= Records provided =
========

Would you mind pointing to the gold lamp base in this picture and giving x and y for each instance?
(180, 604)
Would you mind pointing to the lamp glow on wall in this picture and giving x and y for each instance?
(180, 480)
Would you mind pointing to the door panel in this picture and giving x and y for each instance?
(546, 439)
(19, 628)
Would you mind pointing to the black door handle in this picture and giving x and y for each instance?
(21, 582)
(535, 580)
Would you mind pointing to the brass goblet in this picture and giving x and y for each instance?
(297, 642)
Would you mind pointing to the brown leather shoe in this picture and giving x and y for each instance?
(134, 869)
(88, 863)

========

Could you write out every line of the items above as a numbered list, skipping any blank lines?

= Written answer =
1. Would you mind pointing to the gold lamp base in this picture and giving x and y for each instance?
2. (180, 604)
3. Would you mind pointing to the lamp glow on wall in this picture and giving x and y for each instance?
4. (180, 480)
5. Would you mind pointing to the door panel in this picture and giving x and y for each instance?
6. (546, 439)
7. (19, 628)
8. Would you mind pointing to the black door handle in this picture and giving x and y for each instance?
9. (21, 582)
10. (535, 580)
11. Would you mind pointing to the brass goblet in this picture and giving x and y for each instance?
12. (297, 642)
13. Would you mind pointing to the brown leather shoe in this picture and giving x and y for each instance?
14. (134, 869)
15. (88, 863)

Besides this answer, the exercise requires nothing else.